GIVEN PROBLEM: Put the data below into a Markdown table with the columns Number and Text, one numbered row per line. Leave out any blank lines.
************
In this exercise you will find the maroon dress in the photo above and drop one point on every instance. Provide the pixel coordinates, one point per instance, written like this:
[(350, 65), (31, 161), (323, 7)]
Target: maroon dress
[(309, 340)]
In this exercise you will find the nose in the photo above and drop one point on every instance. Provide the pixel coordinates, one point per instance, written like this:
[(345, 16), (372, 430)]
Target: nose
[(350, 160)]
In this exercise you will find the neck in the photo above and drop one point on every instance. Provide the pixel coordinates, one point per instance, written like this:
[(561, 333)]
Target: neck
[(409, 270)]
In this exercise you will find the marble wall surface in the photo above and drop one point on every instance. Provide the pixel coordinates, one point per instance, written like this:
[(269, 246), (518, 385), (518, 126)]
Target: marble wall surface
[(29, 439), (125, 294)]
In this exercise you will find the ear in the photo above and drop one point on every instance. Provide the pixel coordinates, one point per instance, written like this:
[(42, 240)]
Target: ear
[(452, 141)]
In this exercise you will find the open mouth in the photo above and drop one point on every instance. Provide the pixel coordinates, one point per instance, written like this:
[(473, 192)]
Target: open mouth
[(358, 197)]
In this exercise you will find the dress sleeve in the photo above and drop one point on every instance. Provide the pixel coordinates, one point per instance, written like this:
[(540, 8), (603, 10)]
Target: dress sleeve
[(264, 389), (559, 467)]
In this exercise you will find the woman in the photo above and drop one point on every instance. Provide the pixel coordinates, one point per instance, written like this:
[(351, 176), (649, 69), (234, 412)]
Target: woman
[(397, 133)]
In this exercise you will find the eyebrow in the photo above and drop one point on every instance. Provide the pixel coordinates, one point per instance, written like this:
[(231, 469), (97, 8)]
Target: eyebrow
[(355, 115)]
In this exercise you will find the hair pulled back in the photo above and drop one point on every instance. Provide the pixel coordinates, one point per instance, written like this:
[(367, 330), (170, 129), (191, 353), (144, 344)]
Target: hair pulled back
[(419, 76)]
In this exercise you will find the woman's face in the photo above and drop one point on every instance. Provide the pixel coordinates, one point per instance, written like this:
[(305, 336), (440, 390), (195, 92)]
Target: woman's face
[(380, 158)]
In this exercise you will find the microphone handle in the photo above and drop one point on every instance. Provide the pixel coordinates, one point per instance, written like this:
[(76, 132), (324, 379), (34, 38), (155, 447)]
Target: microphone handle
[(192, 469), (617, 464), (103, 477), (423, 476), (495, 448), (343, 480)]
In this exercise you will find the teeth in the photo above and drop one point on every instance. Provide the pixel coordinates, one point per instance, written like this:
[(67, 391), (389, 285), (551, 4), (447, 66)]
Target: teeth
************
REPLY:
| Number | Text |
|---|---|
| 1 | In this exercise you will find the maroon dress in the photo above and drop one point on every instance. Provide the pixel coordinates, one point per instance, written like this: |
| 2 | [(350, 65), (31, 161), (323, 7)] |
| 3 | Target: maroon dress |
| 4 | [(309, 340)] |
| 5 | In this exercise you will find the nose in the photo above and drop one point on every instance. Provide the pixel coordinates, one point per instance, written like this: |
| 6 | [(345, 16), (372, 430)] |
| 7 | Target: nose |
| 8 | [(350, 160)] |
| 9 | In this exercise you will find the neck in the photo above and drop one point on every instance. Provide the pixel coordinates, one point per instance, written like this: |
| 10 | [(561, 333)] |
| 11 | Target: neck |
| 12 | [(409, 270)] |
| 13 | In this exercise you will find the marble wall surface in the photo above and drop one point on every instance. Provide the pixel coordinates, one point per instance, written like this: |
| 14 | [(269, 246), (518, 385), (518, 126)] |
| 15 | Target: marble wall surface |
| 16 | [(29, 439), (125, 294)] |
| 17 | In this exercise you will find the ear in the photo above and drop one point on every instance. Provide the pixel coordinates, one point per instance, written like this: |
| 18 | [(42, 240)] |
| 19 | Target: ear |
| 20 | [(452, 141)] |
| 21 | In this exercise you will find the open mouth in the photo above and drop one point on every instance. Provide the pixel coordinates, one point per instance, written like this: |
| 22 | [(473, 192)] |
| 23 | Target: open mouth |
| 24 | [(358, 197)] |
| 25 | In this exercise you will find the dress sleeve in the photo above and drop one point on every instance. Provide the pixel coordinates, one point per instance, written like this: |
| 26 | [(540, 8), (603, 10)] |
| 27 | Target: dress sleeve |
| 28 | [(264, 389), (559, 467)] |
| 29 | In this exercise you will find the woman in the photo above and drop one point on every instance. Provide the pixel coordinates, one point per instance, written like this: |
| 30 | [(351, 176), (649, 69), (234, 412)] |
| 31 | Target: woman |
| 32 | [(397, 133)] |
| 33 | In this exercise you will find the eyebrow in the photo above and drop one point on every instance. Provide the pixel coordinates, one point per instance, written like this: |
| 34 | [(231, 469), (97, 8)] |
| 35 | Target: eyebrow |
| 36 | [(355, 115)] |
| 37 | In this exercise you will find the hair pulled back in the photo above and drop one point on every instance. Provide the pixel coordinates, one point per instance, written like this: |
| 38 | [(367, 330), (170, 129), (191, 353), (144, 344)] |
| 39 | Target: hair pulled back |
| 40 | [(419, 76)] |
| 41 | In this exercise you will find the woman's face in the photo above and drop one point on every instance. Provide the pixel coordinates, one point per instance, written like this: |
| 42 | [(305, 336), (440, 390), (195, 92)] |
| 43 | Target: woman's face |
| 44 | [(380, 158)] |
| 45 | In this exercise you will find the microphone handle in the photo above and drop one point on every instance. Provide the pixel coordinates, one point per instance, written like this: |
| 46 | [(76, 132), (324, 379), (34, 38), (155, 447)] |
| 47 | Target: microphone handle |
| 48 | [(192, 469), (617, 464), (103, 477), (423, 476), (495, 448), (343, 480)] |
| 49 | In this exercise you will find the teeth in the photo above and drop one point on every instance. Provide the pixel coordinates, one point per instance, written like this: |
| 50 | [(67, 391), (389, 285), (551, 4), (447, 66)] |
| 51 | Target: teeth |